— Work instructions —
Write out all the material exactly. Leave nothing out.

— Dataset content —

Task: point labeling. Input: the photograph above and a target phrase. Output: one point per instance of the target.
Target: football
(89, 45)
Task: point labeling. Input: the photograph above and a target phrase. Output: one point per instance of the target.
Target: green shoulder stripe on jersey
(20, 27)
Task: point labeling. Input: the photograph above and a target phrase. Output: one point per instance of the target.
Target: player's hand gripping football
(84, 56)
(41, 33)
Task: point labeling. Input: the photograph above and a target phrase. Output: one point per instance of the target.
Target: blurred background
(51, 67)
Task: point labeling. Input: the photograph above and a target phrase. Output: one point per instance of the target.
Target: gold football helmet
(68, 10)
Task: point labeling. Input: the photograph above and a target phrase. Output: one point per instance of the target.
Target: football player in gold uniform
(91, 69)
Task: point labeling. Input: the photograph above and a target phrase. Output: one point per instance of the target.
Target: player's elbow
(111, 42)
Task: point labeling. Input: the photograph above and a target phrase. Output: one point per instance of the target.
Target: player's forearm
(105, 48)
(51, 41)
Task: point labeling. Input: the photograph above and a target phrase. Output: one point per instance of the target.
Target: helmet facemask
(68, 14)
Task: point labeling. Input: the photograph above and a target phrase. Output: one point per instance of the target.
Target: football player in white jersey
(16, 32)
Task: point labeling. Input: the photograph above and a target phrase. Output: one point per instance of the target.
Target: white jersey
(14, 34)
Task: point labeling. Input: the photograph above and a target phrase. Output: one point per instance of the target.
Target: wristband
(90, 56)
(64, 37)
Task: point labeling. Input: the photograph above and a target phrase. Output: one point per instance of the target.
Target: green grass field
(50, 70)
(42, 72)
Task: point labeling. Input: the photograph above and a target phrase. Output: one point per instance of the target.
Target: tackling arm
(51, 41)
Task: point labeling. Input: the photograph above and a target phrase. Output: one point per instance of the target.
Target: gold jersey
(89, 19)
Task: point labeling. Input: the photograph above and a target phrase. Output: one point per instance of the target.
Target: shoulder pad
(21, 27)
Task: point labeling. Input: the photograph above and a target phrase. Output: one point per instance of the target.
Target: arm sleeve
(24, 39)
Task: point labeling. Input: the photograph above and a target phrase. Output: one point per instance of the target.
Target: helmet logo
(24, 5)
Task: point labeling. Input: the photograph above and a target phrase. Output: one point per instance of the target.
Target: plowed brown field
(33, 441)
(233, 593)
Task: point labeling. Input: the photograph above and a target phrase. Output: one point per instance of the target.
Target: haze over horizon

— Response to this task —
Task: point labeling. Input: the photograph above and a target phrase. Output: one point per instance of the target.
Target: football
(89, 45)
Task: point labeling. Input: the photograph above and a target phrase. Output: one point per instance of the target.
Target: green shoulder stripe on jersey
(20, 27)
Task: point labeling. Input: the photograph above and a target phrase. Output: one point per instance of the target.
Target: player's hand gripping football
(84, 56)
(41, 33)
Task: point labeling. Input: the photograph above and a target phrase. Output: one point per instance of the target.
Target: blurred background
(51, 67)
Task: point labeling. Input: the photograph above and a target phrase. Output: one point per instance of the target.
Target: gold football helmet
(68, 10)
Task: point labeling. Input: the photograph above and a target phrase. Output: one point per instance of the target.
Target: football player in gold uniform
(91, 69)
Task: point labeling. Input: the photograph above and a target phrase. Output: one point per instance of the target.
Target: player's elbow
(111, 42)
Task: point labeling. Input: the photograph above and a target phrase. Output: one point per instance of the target.
Target: player's forearm
(105, 48)
(51, 41)
Task: point labeling. Input: the photograph above and a target phrase. Output: one point per instance of the target.
Target: helmet facemask
(68, 14)
Task: point labeling. Input: the photograph above and a target phrase. Output: one point per instance of the target.
Target: football player in white jersey
(16, 32)
Task: point labeling. Input: the photograph above and a target phrase. Output: one point per instance of the target.
Target: white jersey
(14, 34)
Task: point labeling. Input: the photograph above and a target phrase. Output: one point per instance of the target.
Target: wristband
(90, 56)
(64, 37)
Task: point labeling. Input: the photograph above and a target phrase. Output: one point per instance of the target.
Target: green grass field
(50, 70)
(42, 72)
Task: point labeling. Input: the photograph above and a target phrase. Output: one point per instance of the target.
Target: tackling arm
(51, 41)
Task: point labeling. Input: the photograph above and a target phrase. Output: one point per instance of the target.
Target: gold jersey
(89, 19)
Task: point labeling. Input: the photograph above and a target phrase. Output: one point per instance of the target.
Target: shoulder pad
(21, 27)
Task: point labeling. Input: the photograph above and a target phrase. Output: one point per instance of the target.
Target: arm sleeve
(24, 39)
Task: point labeling. Input: the photograph above and a target phrase. Output: one point per instance of the target.
Target: helmet logo
(24, 5)
Task: point labeling. Input: the photograph above and a target phrase. Output: one point per instance of the target.
Target: plowed brown field
(33, 441)
(233, 593)
Task: point labeling. Input: the photograph above and a target phrase. Output: one point per instance of the target.
Target: haze over horizon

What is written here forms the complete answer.